[Part of a data file]
----------------------------------------

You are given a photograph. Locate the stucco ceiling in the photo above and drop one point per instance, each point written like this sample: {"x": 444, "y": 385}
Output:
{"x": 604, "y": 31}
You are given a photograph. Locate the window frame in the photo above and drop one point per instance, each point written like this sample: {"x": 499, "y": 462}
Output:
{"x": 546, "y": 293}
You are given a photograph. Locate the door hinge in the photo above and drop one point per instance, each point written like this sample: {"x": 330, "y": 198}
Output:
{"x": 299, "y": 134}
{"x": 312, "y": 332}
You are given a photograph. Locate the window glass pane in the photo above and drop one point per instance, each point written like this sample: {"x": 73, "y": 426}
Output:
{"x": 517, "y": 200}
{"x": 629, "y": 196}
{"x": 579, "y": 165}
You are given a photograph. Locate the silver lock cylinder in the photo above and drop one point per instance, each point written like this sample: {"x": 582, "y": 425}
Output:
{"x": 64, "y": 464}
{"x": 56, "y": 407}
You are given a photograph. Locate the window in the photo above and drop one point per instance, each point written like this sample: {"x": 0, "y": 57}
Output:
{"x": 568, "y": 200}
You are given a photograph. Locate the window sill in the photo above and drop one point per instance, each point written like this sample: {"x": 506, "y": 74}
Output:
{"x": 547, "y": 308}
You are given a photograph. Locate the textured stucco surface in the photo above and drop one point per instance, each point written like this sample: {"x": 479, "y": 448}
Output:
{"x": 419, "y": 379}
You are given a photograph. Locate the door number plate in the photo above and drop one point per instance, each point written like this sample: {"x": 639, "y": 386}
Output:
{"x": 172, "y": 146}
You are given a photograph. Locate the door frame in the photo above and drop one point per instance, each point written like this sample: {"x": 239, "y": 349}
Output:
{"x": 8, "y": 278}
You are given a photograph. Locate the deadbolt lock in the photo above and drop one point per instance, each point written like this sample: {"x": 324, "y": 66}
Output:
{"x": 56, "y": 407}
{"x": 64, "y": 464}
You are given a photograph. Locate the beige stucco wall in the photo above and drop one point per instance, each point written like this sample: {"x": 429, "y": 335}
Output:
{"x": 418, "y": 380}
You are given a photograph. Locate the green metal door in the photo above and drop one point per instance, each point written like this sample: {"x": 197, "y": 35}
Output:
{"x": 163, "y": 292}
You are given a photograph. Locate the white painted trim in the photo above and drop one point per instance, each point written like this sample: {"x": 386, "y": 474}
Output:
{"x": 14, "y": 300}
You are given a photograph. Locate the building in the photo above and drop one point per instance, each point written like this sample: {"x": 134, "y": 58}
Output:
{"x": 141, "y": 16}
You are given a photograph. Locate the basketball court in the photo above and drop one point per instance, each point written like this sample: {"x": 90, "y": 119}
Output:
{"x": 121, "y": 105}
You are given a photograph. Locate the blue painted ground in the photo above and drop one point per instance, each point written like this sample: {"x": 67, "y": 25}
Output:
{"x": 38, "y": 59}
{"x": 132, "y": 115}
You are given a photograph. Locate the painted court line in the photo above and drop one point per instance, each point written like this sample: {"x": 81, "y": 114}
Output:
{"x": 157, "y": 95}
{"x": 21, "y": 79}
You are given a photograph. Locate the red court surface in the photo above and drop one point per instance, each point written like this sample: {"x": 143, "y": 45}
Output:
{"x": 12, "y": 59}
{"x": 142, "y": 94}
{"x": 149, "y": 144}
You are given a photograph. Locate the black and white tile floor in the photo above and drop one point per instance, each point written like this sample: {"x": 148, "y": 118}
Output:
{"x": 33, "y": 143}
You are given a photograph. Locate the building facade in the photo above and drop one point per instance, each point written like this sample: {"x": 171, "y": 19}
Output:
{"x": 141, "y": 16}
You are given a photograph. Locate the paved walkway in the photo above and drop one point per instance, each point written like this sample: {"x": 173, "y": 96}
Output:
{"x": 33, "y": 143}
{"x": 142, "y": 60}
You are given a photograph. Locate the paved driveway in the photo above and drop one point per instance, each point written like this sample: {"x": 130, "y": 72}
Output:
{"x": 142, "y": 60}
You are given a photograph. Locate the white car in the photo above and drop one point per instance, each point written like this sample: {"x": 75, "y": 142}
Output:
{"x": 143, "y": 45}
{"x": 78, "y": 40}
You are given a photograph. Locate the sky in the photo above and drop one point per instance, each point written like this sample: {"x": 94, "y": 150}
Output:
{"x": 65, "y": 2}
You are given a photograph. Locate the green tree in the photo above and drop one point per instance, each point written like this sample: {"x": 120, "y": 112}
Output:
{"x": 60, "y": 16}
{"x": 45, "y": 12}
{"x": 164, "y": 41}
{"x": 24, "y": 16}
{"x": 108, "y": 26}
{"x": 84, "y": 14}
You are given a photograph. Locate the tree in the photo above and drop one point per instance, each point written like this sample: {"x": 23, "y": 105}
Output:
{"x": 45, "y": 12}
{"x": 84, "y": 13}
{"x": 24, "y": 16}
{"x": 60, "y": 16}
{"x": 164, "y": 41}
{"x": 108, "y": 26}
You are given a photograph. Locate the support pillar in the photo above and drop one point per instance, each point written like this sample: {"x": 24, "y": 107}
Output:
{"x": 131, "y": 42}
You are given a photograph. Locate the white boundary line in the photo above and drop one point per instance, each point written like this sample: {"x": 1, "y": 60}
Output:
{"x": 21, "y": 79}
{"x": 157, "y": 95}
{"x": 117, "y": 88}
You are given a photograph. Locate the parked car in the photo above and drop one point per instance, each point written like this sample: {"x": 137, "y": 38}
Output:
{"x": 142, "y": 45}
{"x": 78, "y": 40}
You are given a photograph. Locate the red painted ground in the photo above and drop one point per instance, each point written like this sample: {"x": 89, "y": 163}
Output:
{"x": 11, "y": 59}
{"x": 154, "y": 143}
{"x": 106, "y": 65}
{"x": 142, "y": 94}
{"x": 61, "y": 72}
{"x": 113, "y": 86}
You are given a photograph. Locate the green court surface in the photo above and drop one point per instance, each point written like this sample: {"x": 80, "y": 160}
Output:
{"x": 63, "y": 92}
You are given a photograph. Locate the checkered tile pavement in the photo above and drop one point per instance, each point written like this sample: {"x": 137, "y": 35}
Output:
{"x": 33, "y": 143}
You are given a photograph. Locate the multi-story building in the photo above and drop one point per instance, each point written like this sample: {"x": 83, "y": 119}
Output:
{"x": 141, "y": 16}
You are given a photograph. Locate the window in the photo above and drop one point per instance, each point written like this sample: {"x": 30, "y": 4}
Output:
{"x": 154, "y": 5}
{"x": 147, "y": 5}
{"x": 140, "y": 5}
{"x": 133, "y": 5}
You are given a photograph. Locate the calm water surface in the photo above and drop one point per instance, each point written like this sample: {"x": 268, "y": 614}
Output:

----------------------------------------

**Exercise objective**
Arrange every line of the listing above into a numbered list, skipping any blank lines.

**The completed task**
1. You are given a photograph. Locate the stucco ceiling in the photo above and drop one point per instance, each point written like this sample: {"x": 444, "y": 385}
2. Output:
3. {"x": 604, "y": 31}
4. You are given a photograph. Locate the window frame in the photo above and drop one point per instance, each point written like this sample: {"x": 499, "y": 462}
5. Output:
6. {"x": 546, "y": 293}
7. You are given a photograph. Locate the door hinge in the photo above and drop one point per instance, each point written like this sample: {"x": 330, "y": 198}
8. Output:
9. {"x": 299, "y": 134}
10. {"x": 312, "y": 332}
11. You are given a photograph. Locate the window glass pane in the photo above and drop one point per instance, each point written like this sample: {"x": 73, "y": 426}
12. Output:
13. {"x": 517, "y": 200}
14. {"x": 629, "y": 196}
15. {"x": 579, "y": 165}
16. You are given a photograph. Locate the silver lock cylinder in the photo above and drop one point per instance, each point written like this sample: {"x": 582, "y": 425}
17. Output:
18. {"x": 64, "y": 464}
19. {"x": 56, "y": 407}
20. You are given a photograph. Locate the window in the photo above and drop one point per instance, each point written like this sample: {"x": 0, "y": 57}
21. Output:
22. {"x": 568, "y": 200}
23. You are given a photograph. Locate the window sill in the photo above and drop one point per instance, each point written like this sample: {"x": 506, "y": 74}
24. Output:
25. {"x": 547, "y": 308}
26. You are given a photograph. Locate the textured stucco surface in the photo above and drop one point per instance, each point written like this sample: {"x": 479, "y": 448}
27. Output:
28. {"x": 419, "y": 379}
29. You are given a photograph. Locate the door number plate in the photo above and drop one point per instance, each point written like this sample: {"x": 639, "y": 386}
30. Output:
31. {"x": 172, "y": 146}
32. You are given a photograph. Locate the door frame in the photo above and drop one point per instance, each point written like this sample: {"x": 239, "y": 349}
33. Output:
34. {"x": 8, "y": 278}
35. You are given a photograph. Locate the deadbolt lock in the photo above and drop one point per instance, each point written like this sample: {"x": 324, "y": 66}
36. Output:
37. {"x": 56, "y": 407}
38. {"x": 64, "y": 464}
39. You are given a photograph. Locate the beige stucco wall in the photo above and drop one point per instance, each point written like this sample: {"x": 429, "y": 335}
40. Output:
41. {"x": 418, "y": 380}
42. You are given a photograph. Locate the green metal door in the photo above and drop one point per instance, each point written like this sample: {"x": 197, "y": 35}
43. Output:
44. {"x": 163, "y": 292}
45. You are given a photograph. Locate the white painted trim in the photo above and drop one point per instance, each point written like this sample: {"x": 386, "y": 474}
46. Output:
47. {"x": 14, "y": 300}
48. You are given a photograph. Locate the building in the photo above and drop one point per instance, each point written like this sample: {"x": 134, "y": 58}
49. Output:
50. {"x": 141, "y": 16}
51. You are given a photograph. Locate the basketball court in the photo above and drop one point per instance, each point written like this sample: {"x": 90, "y": 119}
52. Output:
53. {"x": 121, "y": 105}
54. You are given a photograph. Locate the blue painted ground in the photo above and drop one point per instance, each point written like this sample: {"x": 67, "y": 25}
55. Output:
56. {"x": 38, "y": 59}
57. {"x": 132, "y": 115}
58. You are given a photograph. Locate the painted court line in the photo above and drop one point per instance, each point written like this sample: {"x": 81, "y": 114}
59. Output:
60. {"x": 157, "y": 95}
61. {"x": 21, "y": 79}
62. You are given a photograph. Locate the red court surface in the photo above and drop one point per instance, each point written like this sample: {"x": 143, "y": 45}
63. Output:
64. {"x": 12, "y": 59}
65. {"x": 142, "y": 94}
66. {"x": 149, "y": 144}
67. You are given a photograph. Locate the black and white tile floor in the photo above and drop one point per instance, each point written like this sample: {"x": 148, "y": 118}
68. Output:
69. {"x": 33, "y": 143}
70. You are given a photograph. Locate the building facade in the photo above and drop one point per instance, each point written like this sample: {"x": 171, "y": 19}
71. Output:
72. {"x": 141, "y": 16}
73. You are given a photograph. Locate the paved walkway in the photo above and drop one point per instance, each point written like this sample: {"x": 173, "y": 96}
74. Output:
75. {"x": 33, "y": 143}
76. {"x": 142, "y": 60}
77. You are given a photograph. Locate the paved driveway in the photo above and drop one point per instance, each point written like this sample: {"x": 130, "y": 72}
78. Output:
79. {"x": 142, "y": 60}
80. You are given a photograph. Locate the white car in the photo above and drop one point per instance, each point written like this sample: {"x": 75, "y": 142}
81. Output:
82. {"x": 143, "y": 45}
83. {"x": 78, "y": 40}
84. You are given a photograph. Locate the sky in the photo above and drop one point per instance, each point written like this sample: {"x": 94, "y": 150}
85. Output:
86. {"x": 65, "y": 2}
87. You are given a photograph. Locate the green tree in the photo above and drop one point per instance, each point written like this sample: {"x": 120, "y": 112}
88. Output:
89. {"x": 60, "y": 16}
90. {"x": 45, "y": 12}
91. {"x": 164, "y": 41}
92. {"x": 24, "y": 16}
93. {"x": 108, "y": 26}
94. {"x": 84, "y": 14}
95. You are given a photograph. Locate the tree in the photo above and drop one point per instance, each point written like this sample: {"x": 23, "y": 105}
96. Output:
97. {"x": 45, "y": 12}
98. {"x": 84, "y": 13}
99. {"x": 24, "y": 16}
100. {"x": 60, "y": 16}
101. {"x": 164, "y": 41}
102. {"x": 108, "y": 26}
103. You are given a photograph. Locate the support pillar in the photo above and drop one point per instance, each point written like this sample: {"x": 24, "y": 107}
104. Output:
105. {"x": 131, "y": 42}
106. You are given a photograph. Locate the white boundary line in the photo above and drop one point per instance, each point written like this sample: {"x": 1, "y": 60}
107. Output:
108. {"x": 21, "y": 79}
109. {"x": 157, "y": 95}
110. {"x": 117, "y": 88}
111. You are given a photograph. Locate the parked car in the photo above and drop one point per instance, each point written like this sample: {"x": 137, "y": 38}
112. Output:
113. {"x": 142, "y": 45}
114. {"x": 78, "y": 40}
115. You are given a photograph. Locate the red painted ground in the photo above and drop one point per instance, each point written like this sample: {"x": 89, "y": 163}
116. Output:
117. {"x": 11, "y": 59}
118. {"x": 154, "y": 143}
119. {"x": 106, "y": 65}
120. {"x": 142, "y": 94}
121. {"x": 61, "y": 72}
122. {"x": 113, "y": 86}
123. You are given a photograph. Locate the green court surface in the photo above and drop one point per instance, each point written like this sample: {"x": 80, "y": 160}
124. Output:
125. {"x": 63, "y": 92}
126. You are given a photograph. Locate the checkered tile pavement in the photo above and drop one point per instance, each point written like this sample: {"x": 137, "y": 35}
127. Output:
128. {"x": 33, "y": 143}
129. You are given a photograph. Locate the multi-story building in the photo above and drop one point per instance, each point written like this sample: {"x": 83, "y": 119}
130. Output:
131. {"x": 141, "y": 16}
132. You are given a photograph. Locate the window in the photo above and drop one point per instance, each point written like this sample: {"x": 30, "y": 4}
133. Output:
134. {"x": 154, "y": 5}
135. {"x": 147, "y": 5}
136. {"x": 140, "y": 5}
137. {"x": 133, "y": 5}
138. You are given a photograph. Locate the calm water surface in the photo above and drop one point per instance, each point written like this sample: {"x": 268, "y": 614}
139. Output:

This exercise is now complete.